• **Instructions to follow**: Only lines that contain the string "white" should be returned from the material below.

>>>>

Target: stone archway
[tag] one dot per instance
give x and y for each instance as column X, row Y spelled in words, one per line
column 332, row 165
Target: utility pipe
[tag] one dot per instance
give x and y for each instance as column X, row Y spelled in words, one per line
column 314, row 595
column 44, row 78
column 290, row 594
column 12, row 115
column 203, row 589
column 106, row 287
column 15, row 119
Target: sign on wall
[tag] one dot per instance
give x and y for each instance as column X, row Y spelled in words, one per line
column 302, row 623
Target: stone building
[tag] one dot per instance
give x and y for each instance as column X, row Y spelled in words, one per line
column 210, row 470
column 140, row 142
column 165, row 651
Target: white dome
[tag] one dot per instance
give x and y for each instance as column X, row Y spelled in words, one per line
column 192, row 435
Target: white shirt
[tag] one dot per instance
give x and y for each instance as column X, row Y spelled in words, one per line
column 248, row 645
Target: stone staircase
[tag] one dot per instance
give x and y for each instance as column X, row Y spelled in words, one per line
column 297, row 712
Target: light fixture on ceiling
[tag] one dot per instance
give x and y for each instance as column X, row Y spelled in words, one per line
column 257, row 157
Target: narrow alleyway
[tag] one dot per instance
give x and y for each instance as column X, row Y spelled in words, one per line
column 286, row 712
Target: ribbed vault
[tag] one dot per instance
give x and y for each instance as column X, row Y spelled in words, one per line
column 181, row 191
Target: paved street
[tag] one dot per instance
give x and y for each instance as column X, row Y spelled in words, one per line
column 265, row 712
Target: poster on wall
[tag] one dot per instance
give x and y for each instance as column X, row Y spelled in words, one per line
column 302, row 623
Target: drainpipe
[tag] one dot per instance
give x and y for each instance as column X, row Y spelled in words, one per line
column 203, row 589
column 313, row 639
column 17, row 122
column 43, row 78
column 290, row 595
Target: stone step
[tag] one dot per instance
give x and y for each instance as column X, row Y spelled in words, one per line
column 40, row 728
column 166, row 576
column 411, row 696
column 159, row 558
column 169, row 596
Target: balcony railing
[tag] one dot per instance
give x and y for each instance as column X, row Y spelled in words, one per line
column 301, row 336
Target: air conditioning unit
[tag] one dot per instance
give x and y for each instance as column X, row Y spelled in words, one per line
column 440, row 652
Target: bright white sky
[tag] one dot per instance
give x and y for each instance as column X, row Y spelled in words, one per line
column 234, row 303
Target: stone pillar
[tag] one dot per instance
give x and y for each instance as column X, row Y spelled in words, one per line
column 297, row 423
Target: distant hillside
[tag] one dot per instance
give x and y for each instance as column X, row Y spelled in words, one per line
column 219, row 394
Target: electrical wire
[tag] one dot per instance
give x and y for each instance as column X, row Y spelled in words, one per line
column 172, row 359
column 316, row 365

<<<<

• **Output for this task**:
Target: white dome
Target: white shirt
Target: bright white sky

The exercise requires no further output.